# [PROBLEM TO WORK ON]
Lay out every line of the items below as a numbered list, and skip any blank lines.

(Region labeling items)
--

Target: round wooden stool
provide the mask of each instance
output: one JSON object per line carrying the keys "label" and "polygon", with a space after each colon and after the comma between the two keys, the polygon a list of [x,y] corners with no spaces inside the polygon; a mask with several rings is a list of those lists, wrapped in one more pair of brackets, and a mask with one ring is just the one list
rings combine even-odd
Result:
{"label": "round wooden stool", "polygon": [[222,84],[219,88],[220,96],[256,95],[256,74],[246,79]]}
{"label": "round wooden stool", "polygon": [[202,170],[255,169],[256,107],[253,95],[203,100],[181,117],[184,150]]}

--

# [WORKED ANSWER]
1. Target: round wooden stool
2. provide the mask of each instance
3. output: one JSON object per line carrying the keys "label" and "polygon", with a space after each colon and after the comma between the two keys, the polygon a list of [x,y] corners with no spaces inside the polygon; a mask with several rings is a list of those lists, wrapped in one more pair of brackets, and a mask with one ring is just the one list
4. rings combine even-odd
5. Result:
6. {"label": "round wooden stool", "polygon": [[222,84],[219,88],[220,96],[256,95],[256,74],[246,79]]}
7. {"label": "round wooden stool", "polygon": [[202,170],[255,169],[256,107],[253,95],[203,100],[181,117],[184,150]]}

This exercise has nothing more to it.